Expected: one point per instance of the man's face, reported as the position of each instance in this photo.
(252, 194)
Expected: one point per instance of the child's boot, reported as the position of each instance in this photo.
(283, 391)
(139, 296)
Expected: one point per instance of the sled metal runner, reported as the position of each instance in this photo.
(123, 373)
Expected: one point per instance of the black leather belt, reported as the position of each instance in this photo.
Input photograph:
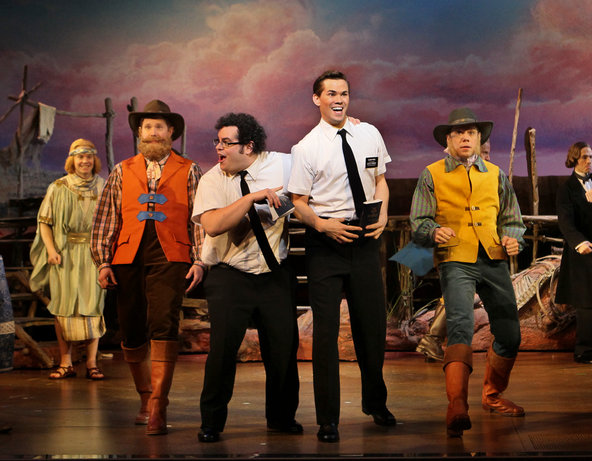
(347, 222)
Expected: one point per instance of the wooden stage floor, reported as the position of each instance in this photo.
(76, 418)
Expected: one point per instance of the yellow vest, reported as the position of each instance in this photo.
(469, 205)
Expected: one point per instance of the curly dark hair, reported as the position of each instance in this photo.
(317, 87)
(249, 129)
(574, 152)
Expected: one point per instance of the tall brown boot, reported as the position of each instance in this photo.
(164, 356)
(431, 344)
(458, 365)
(137, 359)
(497, 376)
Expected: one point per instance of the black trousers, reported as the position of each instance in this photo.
(353, 268)
(236, 299)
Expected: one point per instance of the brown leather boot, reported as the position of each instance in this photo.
(164, 357)
(431, 344)
(458, 365)
(497, 376)
(137, 359)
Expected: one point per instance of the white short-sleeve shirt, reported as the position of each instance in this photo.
(238, 247)
(319, 171)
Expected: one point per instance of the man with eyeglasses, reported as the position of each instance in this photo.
(249, 280)
(466, 209)
(337, 167)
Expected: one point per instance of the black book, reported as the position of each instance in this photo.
(284, 209)
(370, 212)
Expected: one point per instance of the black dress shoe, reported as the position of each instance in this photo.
(208, 435)
(328, 433)
(586, 357)
(382, 417)
(293, 427)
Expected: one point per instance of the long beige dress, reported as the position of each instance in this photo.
(76, 296)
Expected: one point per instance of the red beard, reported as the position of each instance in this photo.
(155, 148)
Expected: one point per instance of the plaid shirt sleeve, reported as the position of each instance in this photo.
(107, 220)
(423, 210)
(196, 232)
(509, 219)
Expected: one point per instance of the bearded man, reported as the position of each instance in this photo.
(146, 247)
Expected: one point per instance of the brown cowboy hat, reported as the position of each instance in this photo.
(157, 109)
(460, 117)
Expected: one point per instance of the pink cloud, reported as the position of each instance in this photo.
(262, 57)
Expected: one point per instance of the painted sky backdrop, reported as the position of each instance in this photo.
(409, 63)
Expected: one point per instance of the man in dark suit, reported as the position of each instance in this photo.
(574, 211)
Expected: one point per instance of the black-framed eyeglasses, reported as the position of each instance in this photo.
(225, 144)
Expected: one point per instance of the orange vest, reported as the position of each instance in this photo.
(469, 205)
(172, 230)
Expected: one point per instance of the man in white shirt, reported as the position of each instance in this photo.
(248, 279)
(340, 255)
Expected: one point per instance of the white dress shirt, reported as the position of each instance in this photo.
(238, 247)
(319, 169)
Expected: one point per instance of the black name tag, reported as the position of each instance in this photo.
(371, 162)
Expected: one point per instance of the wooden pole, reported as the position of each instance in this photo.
(534, 181)
(514, 134)
(19, 134)
(109, 116)
(133, 107)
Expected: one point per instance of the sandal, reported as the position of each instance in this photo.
(94, 373)
(62, 373)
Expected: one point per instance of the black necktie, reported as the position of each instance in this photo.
(354, 176)
(258, 228)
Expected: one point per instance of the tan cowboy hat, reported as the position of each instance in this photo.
(157, 109)
(460, 117)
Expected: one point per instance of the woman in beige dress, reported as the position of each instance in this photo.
(61, 258)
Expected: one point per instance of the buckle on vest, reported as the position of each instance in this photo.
(152, 198)
(154, 215)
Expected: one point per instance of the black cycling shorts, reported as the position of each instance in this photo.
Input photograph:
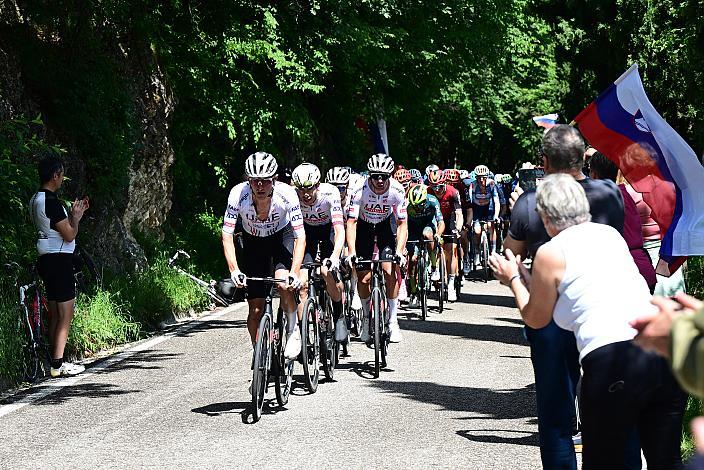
(262, 256)
(364, 241)
(318, 237)
(56, 270)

● ● ●

Return every line above word for word, leaving out the pictures.

→ **Written answer**:
Expected: one point per instance of the man's face, reported as the position of each instance in this photo.
(252, 194)
Expected: one point per instance of the child's boot, reported as the position of each instance in this photo.
(283, 391)
(139, 296)
Expected: one point per instance of the sled metal runner, reported as the position of each instance in this photo.
(123, 373)
Expected: one point per instance of the black leather belt, reported as the position of each instance in this photo.
Input photograph:
(347, 222)
Expected: one point per instance of the wooden stage floor, reported as the position of each instance in this photo.
(76, 418)
Expected: one point per instance of the yellow vest, reported as the position of each instance in this photo.
(469, 205)
Expected: one point per instance of the curly dark hair, reported as the position of each instance in this photo.
(317, 87)
(249, 129)
(574, 152)
Expected: one point per instance of the tall brown boot, reported as the position of each instance in this photo.
(164, 356)
(431, 344)
(458, 365)
(137, 359)
(497, 376)
Expected: one point per instance of the black trousers, reported as the position of each instance in this photo.
(353, 268)
(236, 299)
Expected: one point per instance of the brown leather boot, reported as the position of each instance in this photo.
(164, 357)
(431, 344)
(458, 365)
(497, 376)
(137, 359)
Expected: one point per instance of the white short-sleeve shirt, reported as the position of each instance in this photo.
(238, 247)
(319, 171)
Expected: one point per instance of the man with eyeglasses, reported as the position of each instance in this photo.
(249, 280)
(466, 209)
(337, 167)
Expected: one point per instance of the black book, reported as the position of each instance in this photo.
(284, 209)
(370, 212)
Expected: one point per instance of the black dress shoe, reported as the position of each instance in this photo.
(208, 435)
(328, 433)
(586, 357)
(382, 417)
(293, 427)
Expected: one point per instance of the long beige dress, reported as the position of each instance in this photo.
(76, 296)
Expected: one point per instance of the red beard, reported as the position of each instance in this photo.
(155, 148)
Expected: one point per instance of the plaid shirt sleeve, reported as the position of each instance in this photo.
(107, 220)
(423, 210)
(196, 232)
(509, 219)
Expected: one point per instance of the bearded man, reported as the position of each instance in this photo.
(146, 247)
Expected: one point per instance of the brown cowboy hat, reported as the position of each instance in this photo.
(157, 109)
(460, 117)
Expected: one point per instance of the pink cloud, reported as the position of each instance in this photo.
(262, 57)
Expected: one point per instance of the painted sky backdrop, reported as the position of each instance in this photo.
(409, 63)
Expected: one point per instance of the man in dark suit, reported as the position of each instance in this photo.
(574, 211)
Expected: one point per instance of the black-framed eyeglasses, reported as the position of each instance in this photo.
(225, 144)
Expected: one point per instance of the orange vest, reported as the position of each instance in this photo.
(469, 205)
(172, 230)
Expected: one point per instance of the man in white shirt, reported as the position of each instance in this photo.
(248, 279)
(340, 255)
Expected: one point per instance of the white dress shirt, reported as the position of each instance in this photo.
(238, 247)
(319, 169)
Expected: one point per instance of the black name tag, reported as the position of each instance in this photo.
(371, 162)
Expected: one point per instance of the wooden pole, reported as the position of each instance in this photo.
(534, 181)
(514, 134)
(19, 134)
(109, 116)
(133, 107)
Expected: one point per instance of the sandal, reported as the position of each instance in this photo.
(94, 373)
(62, 373)
Expected: one point per instance of the black necktie, reported as the position of each instance in this photo.
(354, 176)
(258, 228)
Expected: one point per instance of the tan cowboy hat, reported as the position of each instance in this photo.
(157, 109)
(460, 117)
Expected: one point per instance of the woman in beige dress, reported as the position of each instance in this photo.
(61, 258)
Expected: one point per instance of the buckle on vest, reported as the position of each instance in this photo.
(152, 198)
(154, 215)
Expected: one point per instance of the black cycling shorts, reported as the position of each instance in this photo.
Input photograph:
(262, 256)
(364, 241)
(318, 237)
(56, 270)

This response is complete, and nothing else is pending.